**Instructions for the task:** Transcribe the stretch of the blog entries below from "Besides the sheer" through "and natural way.", reproducing every word, spelling, and punctuation mark without change.

**Provided text:**
Thursday, March 02, 2006

Lent

I awoke this morning with a certain heaviness in my heart. Today is the first day after Ash Wendesday, the second day in this season called Lent.

It is raining today for the first day in a long time. There is a sadness in this rain, but a fresness & a newness in it too.

It may sound funny to say, but I am looking forward to Lent.

Monday, February 27, 2006

My Staff in Mexico


Pastor Joel & Carmen





David




Tim and some of our Girls






Jen & me

Saturday, February 25, 2006

Saturday Afternoon

In true west coast style I spent the afternoon up in the mountains today.

For the last three years a bunch of people from my church have been going up to one of the local mountains here (Seymour mountain) for an afternoon of snowshoeing. Of course, this was my first time joining the group, and it was such a great time! -- What an amazing way to spend a Saturday afternoon.

Besides the sheer physical satisfaction of using all those muscles that you never get a chance to use, it was great to get to spend quality time with good people. Church can be a funny thing if the only time you see the people who go there is on Sunday morning. For me the afternoon really helped me feel connected to the church & its people in a real and natural way.

The day was gorgeous too. Though it was cloudy and a bit cold, it turned out to be great weather for the event. Although Vancouver is completely bare of snow (as it is most of the time), there was plenty of snow on the ground by the time we had driven up the mountain to where the ski hill and snowshoeing runs are. Halfway through our trip beautiful big flakes began to fall, coming down softly with the gentle breeze. It truly made the afternoon feel complete as a winter event!

Saturday morning

I'm currently cleaning my house. It has gotten to the point where I can't stand it anymore. So, I got up early on Saturday to clean my house. I'm also eating oreo's and drinking coffee. A breakfast worthy of my mission this morning. My house is rotten to begin with but and I feel like I just need to bleach it everday. I restrain myself but I decided it was worth it to scrub it again. Now, I just have to keep all my visitors out so they don't make it messy. Just kidding. Even if I wanted to it would be impossible. We have a house in El Paso that I am currently staying in. It is really the staff house so my fellow staff who live in Juarez use it to crash in which is perfect. It is what they need and I love to cook for them and take care of them. So, I don't really mind the mess. Just this morning. My fellow co-workers are Jen, David, Mike, Gordon and Carolyn, Tim and Debbie and Pastor Joel and his family. I'm going to find some pictures of them so you can meet them. Warning, they are all crazy, but not as crazy as me.

**Excerpted records:**

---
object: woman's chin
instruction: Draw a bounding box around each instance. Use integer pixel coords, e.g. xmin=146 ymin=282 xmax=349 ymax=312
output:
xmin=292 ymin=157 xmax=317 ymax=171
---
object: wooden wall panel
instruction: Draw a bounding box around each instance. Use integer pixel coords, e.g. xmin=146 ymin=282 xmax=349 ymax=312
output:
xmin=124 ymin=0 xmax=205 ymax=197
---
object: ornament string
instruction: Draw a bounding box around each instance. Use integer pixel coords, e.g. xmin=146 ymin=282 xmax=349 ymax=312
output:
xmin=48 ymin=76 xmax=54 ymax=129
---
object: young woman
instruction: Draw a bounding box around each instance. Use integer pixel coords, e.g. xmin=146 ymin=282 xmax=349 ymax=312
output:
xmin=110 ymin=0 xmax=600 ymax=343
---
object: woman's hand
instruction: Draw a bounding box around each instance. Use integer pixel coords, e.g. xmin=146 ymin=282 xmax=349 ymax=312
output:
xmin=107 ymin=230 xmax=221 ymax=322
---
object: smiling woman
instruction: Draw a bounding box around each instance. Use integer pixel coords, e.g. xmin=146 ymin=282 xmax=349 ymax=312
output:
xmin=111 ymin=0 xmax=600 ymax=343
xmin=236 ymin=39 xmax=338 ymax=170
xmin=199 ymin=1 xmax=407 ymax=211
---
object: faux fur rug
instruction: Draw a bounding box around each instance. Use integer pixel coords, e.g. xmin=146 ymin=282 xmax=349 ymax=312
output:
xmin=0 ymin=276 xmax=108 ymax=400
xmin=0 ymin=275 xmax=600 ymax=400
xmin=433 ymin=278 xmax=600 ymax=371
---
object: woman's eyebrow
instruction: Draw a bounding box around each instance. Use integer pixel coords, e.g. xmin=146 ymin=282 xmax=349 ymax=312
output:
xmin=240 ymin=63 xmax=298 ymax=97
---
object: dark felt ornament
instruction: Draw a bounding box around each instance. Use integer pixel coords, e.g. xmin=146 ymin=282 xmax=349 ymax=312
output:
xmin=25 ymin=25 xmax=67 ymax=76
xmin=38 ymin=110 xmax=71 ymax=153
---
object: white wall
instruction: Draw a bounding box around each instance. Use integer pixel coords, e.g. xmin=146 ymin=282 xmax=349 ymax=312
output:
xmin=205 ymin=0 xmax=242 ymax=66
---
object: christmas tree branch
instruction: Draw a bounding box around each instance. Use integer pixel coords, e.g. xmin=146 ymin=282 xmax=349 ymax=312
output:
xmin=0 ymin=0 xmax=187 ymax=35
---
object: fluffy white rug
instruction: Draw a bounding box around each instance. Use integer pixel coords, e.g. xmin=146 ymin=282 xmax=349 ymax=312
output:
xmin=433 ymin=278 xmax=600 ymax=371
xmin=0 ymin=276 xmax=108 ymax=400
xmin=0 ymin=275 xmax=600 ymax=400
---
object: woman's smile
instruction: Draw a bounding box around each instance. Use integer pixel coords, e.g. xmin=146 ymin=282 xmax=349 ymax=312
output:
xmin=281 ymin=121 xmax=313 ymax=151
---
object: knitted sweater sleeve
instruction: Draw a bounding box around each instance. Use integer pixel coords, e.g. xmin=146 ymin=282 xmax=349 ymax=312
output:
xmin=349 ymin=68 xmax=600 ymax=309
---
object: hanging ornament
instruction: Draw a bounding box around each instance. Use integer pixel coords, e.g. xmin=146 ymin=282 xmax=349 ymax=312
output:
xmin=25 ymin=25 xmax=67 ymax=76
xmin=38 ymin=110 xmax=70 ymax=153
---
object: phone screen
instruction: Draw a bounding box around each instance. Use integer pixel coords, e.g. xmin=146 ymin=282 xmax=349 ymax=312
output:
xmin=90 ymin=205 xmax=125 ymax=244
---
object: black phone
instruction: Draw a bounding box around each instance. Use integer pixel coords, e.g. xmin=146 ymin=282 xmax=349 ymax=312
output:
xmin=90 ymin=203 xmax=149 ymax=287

**Solution:**
Besides the sheer physical satisfaction of using all those muscles that you never get a chance to use, it was great to get to spend quality time with good people. Church can be a funny thing if the only time you see the people who go there is on Sunday morning. For me the afternoon really helped me feel connected to the church & its people in a real and natural way.